#### RECORDS PROVIDED

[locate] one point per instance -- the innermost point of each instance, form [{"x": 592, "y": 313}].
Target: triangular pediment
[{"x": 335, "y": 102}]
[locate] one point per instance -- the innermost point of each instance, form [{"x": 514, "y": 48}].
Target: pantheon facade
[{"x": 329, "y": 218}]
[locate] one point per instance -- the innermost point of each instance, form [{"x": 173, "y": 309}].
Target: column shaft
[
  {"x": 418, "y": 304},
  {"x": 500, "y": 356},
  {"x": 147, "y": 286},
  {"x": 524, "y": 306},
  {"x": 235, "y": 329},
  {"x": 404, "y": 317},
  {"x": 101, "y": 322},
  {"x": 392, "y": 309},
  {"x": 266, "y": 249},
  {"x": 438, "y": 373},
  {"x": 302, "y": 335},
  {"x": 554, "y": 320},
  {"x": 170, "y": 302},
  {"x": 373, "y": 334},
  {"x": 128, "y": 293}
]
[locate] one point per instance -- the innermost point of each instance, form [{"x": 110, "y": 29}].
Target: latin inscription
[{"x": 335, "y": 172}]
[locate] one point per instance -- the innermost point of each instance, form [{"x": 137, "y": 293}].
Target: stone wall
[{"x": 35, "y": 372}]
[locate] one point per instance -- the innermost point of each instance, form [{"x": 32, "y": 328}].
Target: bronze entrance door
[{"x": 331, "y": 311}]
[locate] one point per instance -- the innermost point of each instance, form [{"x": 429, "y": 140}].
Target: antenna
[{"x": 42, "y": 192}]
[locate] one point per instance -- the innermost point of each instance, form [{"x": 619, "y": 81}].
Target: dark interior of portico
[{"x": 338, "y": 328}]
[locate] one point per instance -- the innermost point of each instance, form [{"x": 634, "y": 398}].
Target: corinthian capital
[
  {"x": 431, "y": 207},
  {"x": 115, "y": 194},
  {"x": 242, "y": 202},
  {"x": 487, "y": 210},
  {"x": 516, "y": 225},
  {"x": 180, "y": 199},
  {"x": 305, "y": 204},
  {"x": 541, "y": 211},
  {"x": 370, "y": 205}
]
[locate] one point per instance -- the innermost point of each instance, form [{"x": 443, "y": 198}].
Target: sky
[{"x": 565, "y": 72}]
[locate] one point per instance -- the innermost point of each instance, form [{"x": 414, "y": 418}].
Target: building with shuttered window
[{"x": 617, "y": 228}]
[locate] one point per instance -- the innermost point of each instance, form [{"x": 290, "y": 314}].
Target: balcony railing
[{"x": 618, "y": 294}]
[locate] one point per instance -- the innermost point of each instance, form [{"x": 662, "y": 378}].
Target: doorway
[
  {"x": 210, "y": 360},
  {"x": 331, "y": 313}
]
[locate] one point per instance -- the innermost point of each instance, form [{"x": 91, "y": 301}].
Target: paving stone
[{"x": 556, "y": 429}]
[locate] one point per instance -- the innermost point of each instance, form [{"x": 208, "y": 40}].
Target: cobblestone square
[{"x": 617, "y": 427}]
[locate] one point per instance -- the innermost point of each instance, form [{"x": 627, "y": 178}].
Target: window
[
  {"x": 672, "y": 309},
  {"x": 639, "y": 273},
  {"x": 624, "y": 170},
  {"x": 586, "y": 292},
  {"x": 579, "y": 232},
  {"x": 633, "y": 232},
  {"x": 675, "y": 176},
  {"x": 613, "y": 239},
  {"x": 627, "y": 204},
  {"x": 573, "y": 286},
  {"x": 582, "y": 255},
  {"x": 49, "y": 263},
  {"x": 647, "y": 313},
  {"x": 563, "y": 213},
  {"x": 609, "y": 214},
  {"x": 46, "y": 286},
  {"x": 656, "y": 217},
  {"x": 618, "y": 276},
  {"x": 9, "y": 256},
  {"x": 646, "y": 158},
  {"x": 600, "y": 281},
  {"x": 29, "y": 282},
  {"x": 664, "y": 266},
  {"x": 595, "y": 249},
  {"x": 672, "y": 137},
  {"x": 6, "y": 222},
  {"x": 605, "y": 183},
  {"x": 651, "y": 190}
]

########

→ TASK TO COMPLETE
Copy all the entries verbatim.

→ SOLUTION BELOW
[locate] one point per instance -- the innermost point of each instance, form [{"x": 592, "y": 313}].
Target: triangular pediment
[{"x": 335, "y": 102}]
[locate] one point per instance -- the innermost point of each instance, form [{"x": 514, "y": 48}].
Target: pantheon facade
[{"x": 329, "y": 218}]
[locate] one point per instance -- the innermost point of each instance, form [{"x": 173, "y": 309}].
Target: column shaft
[
  {"x": 418, "y": 304},
  {"x": 500, "y": 356},
  {"x": 147, "y": 286},
  {"x": 524, "y": 306},
  {"x": 235, "y": 329},
  {"x": 404, "y": 317},
  {"x": 101, "y": 322},
  {"x": 392, "y": 309},
  {"x": 266, "y": 249},
  {"x": 438, "y": 373},
  {"x": 302, "y": 335},
  {"x": 554, "y": 320},
  {"x": 170, "y": 302},
  {"x": 373, "y": 334},
  {"x": 128, "y": 293}
]
[locate] one point per instance -- the innermost point of each instance, form [{"x": 110, "y": 29}].
Target: latin inscription
[{"x": 335, "y": 172}]
[locate] one point per instance -- the innermost point of each instance, form [{"x": 137, "y": 293}].
Target: stone wall
[{"x": 35, "y": 372}]
[locate] one point per instance -- the innermost point of each instance, form [{"x": 32, "y": 328}].
Target: bronze entrance door
[{"x": 331, "y": 311}]
[locate] one point per instance -- the innermost point of each instance, form [{"x": 429, "y": 140}].
Target: antenna
[{"x": 42, "y": 192}]
[locate] one point per instance -- the innermost point of each instance, form [{"x": 619, "y": 81}].
Target: dark interior of portico
[{"x": 338, "y": 328}]
[locate] one point per instance -- the innermost point of each instance, form [{"x": 634, "y": 398}].
Target: corinthian capital
[
  {"x": 431, "y": 207},
  {"x": 115, "y": 194},
  {"x": 242, "y": 202},
  {"x": 487, "y": 210},
  {"x": 516, "y": 225},
  {"x": 180, "y": 199},
  {"x": 305, "y": 204},
  {"x": 541, "y": 211},
  {"x": 370, "y": 205}
]
[locate] one point per instance -- the innermost point of each instance, form [{"x": 443, "y": 198}].
Target: sky
[{"x": 565, "y": 72}]
[locate] one point per instance -- the innermost point of each instance, form [{"x": 414, "y": 418}].
Target: building with shuttered window
[{"x": 617, "y": 228}]
[locate] one point per instance -- the innermost point of each instance, form [{"x": 290, "y": 314}].
Target: balcony railing
[{"x": 618, "y": 294}]
[locate] one point per instance -- the innermost point of each instance, form [{"x": 662, "y": 378}].
Target: doorway
[
  {"x": 210, "y": 360},
  {"x": 331, "y": 313}
]
[locate] one point per instance -- the innermost point of each instance, form [{"x": 91, "y": 301}].
Target: paving stone
[{"x": 556, "y": 429}]
[locate] one point per instance -- the innermost point of each instance, form [{"x": 208, "y": 40}].
Target: cobblestone square
[{"x": 617, "y": 427}]
[locate] one point per instance -- the innermost point of each instance, form [{"x": 627, "y": 178}].
Target: window
[
  {"x": 672, "y": 309},
  {"x": 639, "y": 273},
  {"x": 624, "y": 170},
  {"x": 586, "y": 292},
  {"x": 579, "y": 232},
  {"x": 633, "y": 232},
  {"x": 675, "y": 176},
  {"x": 613, "y": 239},
  {"x": 627, "y": 204},
  {"x": 573, "y": 286},
  {"x": 582, "y": 255},
  {"x": 49, "y": 263},
  {"x": 647, "y": 313},
  {"x": 563, "y": 213},
  {"x": 609, "y": 214},
  {"x": 46, "y": 286},
  {"x": 656, "y": 217},
  {"x": 618, "y": 276},
  {"x": 9, "y": 256},
  {"x": 646, "y": 158},
  {"x": 600, "y": 281},
  {"x": 29, "y": 282},
  {"x": 664, "y": 266},
  {"x": 595, "y": 249},
  {"x": 672, "y": 137},
  {"x": 6, "y": 222},
  {"x": 605, "y": 183},
  {"x": 651, "y": 190}
]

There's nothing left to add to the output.